**Pointing dataset records:**
######
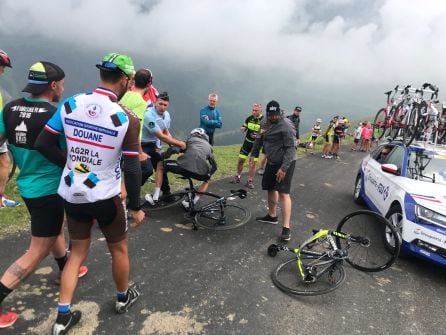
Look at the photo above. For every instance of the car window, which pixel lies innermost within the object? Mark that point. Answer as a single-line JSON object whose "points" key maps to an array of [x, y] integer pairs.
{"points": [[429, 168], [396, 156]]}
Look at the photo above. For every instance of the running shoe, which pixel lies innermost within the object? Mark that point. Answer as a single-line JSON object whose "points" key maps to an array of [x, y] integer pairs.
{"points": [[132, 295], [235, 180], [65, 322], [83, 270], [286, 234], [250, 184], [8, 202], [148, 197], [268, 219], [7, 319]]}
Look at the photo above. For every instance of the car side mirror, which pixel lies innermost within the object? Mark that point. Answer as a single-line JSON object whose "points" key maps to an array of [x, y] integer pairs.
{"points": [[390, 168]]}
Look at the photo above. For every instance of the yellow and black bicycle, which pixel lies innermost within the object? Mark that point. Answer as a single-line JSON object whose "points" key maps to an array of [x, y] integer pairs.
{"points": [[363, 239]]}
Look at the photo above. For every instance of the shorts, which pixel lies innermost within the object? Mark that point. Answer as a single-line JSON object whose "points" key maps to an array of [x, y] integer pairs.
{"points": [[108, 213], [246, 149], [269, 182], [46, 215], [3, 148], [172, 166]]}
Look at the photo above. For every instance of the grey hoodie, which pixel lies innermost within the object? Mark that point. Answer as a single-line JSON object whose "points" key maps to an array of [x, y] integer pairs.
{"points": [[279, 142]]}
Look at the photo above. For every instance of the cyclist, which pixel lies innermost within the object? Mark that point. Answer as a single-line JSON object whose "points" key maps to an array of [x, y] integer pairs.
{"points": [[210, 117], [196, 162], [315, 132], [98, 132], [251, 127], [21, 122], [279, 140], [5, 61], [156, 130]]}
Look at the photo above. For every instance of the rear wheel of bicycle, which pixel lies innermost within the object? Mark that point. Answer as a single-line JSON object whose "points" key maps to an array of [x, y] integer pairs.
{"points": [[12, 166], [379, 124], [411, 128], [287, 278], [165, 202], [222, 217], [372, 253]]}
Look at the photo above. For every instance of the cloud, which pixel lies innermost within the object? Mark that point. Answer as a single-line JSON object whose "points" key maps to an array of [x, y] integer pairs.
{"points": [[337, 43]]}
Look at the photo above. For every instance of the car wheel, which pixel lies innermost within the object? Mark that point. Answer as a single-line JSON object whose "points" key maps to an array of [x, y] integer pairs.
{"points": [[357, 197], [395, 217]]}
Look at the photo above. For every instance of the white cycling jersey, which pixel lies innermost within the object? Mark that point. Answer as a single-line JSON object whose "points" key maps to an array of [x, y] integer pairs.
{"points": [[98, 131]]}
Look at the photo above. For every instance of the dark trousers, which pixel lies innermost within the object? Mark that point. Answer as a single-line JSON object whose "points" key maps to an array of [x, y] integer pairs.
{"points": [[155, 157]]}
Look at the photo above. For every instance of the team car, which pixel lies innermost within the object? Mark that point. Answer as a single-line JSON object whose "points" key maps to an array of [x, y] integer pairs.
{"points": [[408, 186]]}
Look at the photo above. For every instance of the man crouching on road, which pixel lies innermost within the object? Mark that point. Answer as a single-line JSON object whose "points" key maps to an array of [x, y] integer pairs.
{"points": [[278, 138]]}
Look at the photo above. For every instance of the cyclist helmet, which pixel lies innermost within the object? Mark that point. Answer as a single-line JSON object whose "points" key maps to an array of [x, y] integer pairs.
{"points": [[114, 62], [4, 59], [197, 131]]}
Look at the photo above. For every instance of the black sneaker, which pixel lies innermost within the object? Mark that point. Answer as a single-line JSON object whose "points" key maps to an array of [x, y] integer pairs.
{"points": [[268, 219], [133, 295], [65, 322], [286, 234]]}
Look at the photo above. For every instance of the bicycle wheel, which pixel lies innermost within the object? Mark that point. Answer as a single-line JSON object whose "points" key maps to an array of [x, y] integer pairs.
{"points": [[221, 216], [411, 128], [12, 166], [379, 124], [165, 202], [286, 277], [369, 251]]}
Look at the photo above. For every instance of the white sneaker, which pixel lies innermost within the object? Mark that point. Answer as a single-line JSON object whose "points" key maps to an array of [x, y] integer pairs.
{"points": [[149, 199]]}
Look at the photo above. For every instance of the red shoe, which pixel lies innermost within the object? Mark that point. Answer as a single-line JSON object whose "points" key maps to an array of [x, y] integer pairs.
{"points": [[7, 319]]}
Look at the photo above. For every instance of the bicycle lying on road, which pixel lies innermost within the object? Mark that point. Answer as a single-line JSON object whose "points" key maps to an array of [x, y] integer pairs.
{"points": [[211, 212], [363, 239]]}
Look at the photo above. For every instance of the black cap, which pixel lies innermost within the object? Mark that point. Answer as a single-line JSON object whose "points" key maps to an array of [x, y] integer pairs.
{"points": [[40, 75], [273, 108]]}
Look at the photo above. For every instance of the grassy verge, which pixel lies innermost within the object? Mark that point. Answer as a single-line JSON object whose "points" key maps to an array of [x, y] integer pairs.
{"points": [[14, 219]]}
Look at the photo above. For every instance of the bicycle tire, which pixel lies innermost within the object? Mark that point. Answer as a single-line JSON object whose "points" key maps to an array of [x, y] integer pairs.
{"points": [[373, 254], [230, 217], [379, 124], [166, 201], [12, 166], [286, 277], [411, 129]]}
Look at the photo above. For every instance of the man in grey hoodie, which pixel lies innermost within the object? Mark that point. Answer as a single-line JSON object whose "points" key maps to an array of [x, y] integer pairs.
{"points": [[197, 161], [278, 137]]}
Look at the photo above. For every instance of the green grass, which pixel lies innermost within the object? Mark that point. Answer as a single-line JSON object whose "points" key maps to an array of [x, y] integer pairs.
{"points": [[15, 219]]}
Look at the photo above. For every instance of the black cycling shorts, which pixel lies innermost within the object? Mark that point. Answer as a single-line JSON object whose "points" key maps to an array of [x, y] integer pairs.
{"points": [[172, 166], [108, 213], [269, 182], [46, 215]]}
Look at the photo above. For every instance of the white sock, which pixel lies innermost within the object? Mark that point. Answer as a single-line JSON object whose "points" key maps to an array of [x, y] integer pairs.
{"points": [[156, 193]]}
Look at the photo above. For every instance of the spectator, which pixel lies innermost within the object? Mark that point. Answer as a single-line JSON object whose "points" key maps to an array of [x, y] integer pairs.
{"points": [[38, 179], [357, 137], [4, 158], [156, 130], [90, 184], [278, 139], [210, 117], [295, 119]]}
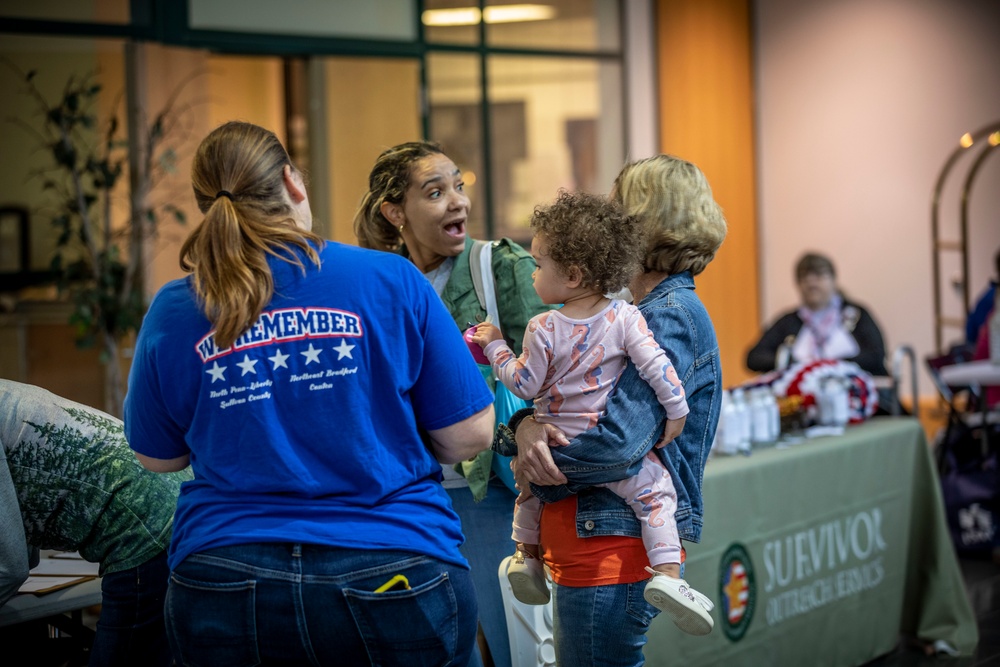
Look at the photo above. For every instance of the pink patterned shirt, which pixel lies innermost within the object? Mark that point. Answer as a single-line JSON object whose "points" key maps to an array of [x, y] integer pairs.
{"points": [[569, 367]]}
######
Turn the part of the listing that starts with the line containing "Look at the photo above. For every instance of the pink" and runs through the end of the listing into a Markdown table with the columns Row and Line. Give each line its own numbered row, and skip any blank lines.

| Row | Line |
|---|---|
| 1 | Look at the photo above. For every instance of the pink patterned shirt, which pixel lies innermost within the object? Mark that point. Answer as a single-line JSON object whose "points" key maps to an array of [x, y] integer pairs. |
| 2 | {"points": [[569, 367]]} |